• _Requirement_: In the text on the four keys to mental health, rewrite the part that begins with the words containing "The first three" and ends with "all of them.", changing "exercise" to "move".

··· Supplied text ···

If, by chance, talking about your feelings doesn’t alleviate your concerns, do not hesitate to talk to your doctor. There may be more to it than stress or anxiety. Doctors are there to listen as well. They may help you make a simple change that can make all of the difference for you.
About a year and a half ago, a good friend of our’s taught me something that really stuck with me. Anyone that I am close to knows that I’m trying to stick by it and teach it to others as well. It’s an acronym called NEST. Sorry in advance if my interpretation is slightly (or way off) the intended definition, Cathy, but in a nutshell… It’s the four keys to mental health. (Cathy would know; she has spent her entire career in the mental health field and is as qualified as anyone out there.)
The first three are pretty obvious. You eat, sleep and exercise well and your body (and mind) will reward you.
The last one is talk. Sometimes just talking about how you feel can be the most rewarding and alleviating experiences you’ll have when you are going through something difficult. I’ve tried it out. It works.
I encourage you to focus on all four, and at different times in your life some will be more important than others but they all will be rewarding in spades if you can get the most out of all of them.

··· Entries supplied ···

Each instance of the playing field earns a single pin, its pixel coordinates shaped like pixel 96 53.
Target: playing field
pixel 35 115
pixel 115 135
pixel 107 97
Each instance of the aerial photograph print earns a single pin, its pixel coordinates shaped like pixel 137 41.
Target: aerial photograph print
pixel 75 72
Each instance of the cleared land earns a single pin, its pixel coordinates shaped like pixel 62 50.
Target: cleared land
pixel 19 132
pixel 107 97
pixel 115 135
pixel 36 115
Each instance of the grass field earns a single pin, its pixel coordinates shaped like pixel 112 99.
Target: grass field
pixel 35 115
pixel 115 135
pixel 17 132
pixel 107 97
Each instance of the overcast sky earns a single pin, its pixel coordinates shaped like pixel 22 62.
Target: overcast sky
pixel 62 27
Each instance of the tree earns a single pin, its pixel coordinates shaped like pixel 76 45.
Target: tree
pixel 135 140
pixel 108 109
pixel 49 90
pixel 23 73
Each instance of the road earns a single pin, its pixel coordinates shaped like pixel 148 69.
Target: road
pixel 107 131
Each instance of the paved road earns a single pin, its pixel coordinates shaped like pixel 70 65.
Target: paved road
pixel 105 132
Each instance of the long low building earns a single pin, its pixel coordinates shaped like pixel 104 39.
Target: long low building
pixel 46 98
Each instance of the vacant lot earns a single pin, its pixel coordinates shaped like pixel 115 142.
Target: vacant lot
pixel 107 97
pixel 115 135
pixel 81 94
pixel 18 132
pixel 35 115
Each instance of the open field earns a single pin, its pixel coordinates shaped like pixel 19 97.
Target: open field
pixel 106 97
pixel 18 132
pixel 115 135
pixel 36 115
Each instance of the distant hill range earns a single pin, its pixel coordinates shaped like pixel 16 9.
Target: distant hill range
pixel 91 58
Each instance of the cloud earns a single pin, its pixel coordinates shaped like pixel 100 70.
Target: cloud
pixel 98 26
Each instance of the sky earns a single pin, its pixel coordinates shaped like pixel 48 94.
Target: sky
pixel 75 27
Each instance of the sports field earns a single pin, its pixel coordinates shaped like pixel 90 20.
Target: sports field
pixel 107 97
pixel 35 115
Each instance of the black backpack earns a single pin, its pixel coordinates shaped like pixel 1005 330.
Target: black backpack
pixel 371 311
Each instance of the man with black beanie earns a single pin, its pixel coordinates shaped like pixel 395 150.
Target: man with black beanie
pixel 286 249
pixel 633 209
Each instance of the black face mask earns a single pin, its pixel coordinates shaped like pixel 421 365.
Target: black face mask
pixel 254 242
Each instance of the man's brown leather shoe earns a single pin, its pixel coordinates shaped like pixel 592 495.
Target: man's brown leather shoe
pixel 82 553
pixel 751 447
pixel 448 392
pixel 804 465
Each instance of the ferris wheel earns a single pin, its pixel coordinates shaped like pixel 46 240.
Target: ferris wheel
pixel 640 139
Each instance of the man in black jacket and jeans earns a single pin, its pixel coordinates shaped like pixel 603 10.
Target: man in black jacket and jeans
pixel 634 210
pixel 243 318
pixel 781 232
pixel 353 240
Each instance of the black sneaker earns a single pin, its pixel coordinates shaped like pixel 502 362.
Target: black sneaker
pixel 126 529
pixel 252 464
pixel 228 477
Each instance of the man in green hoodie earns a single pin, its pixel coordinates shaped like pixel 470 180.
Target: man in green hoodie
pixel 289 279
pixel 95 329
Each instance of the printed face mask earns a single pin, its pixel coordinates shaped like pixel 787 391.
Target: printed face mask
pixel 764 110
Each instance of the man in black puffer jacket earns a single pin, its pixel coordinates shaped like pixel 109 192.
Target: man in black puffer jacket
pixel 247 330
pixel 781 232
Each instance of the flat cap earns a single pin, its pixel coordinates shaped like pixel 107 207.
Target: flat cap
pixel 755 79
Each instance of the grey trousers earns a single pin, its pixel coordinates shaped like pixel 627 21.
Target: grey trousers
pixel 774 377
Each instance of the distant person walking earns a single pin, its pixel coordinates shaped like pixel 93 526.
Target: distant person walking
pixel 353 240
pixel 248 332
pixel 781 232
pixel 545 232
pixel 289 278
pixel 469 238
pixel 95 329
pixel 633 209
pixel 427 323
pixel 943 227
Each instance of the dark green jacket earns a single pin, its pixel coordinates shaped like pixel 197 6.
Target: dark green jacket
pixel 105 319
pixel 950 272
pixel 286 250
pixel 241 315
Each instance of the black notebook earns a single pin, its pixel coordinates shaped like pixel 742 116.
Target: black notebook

···

• _Answer section_:
The first three are pretty obvious. You eat, sleep and move well and your body (and mind) will reward you.
The last one is talk. Sometimes just talking about how you feel can be the most rewarding and alleviating experiences you’ll have when you are going through something difficult. I’ve tried it out. It works.
I encourage you to focus on all four, and at different times in your life some will be more important than others but they all will be rewarding in spades if you can get the most out of all of them.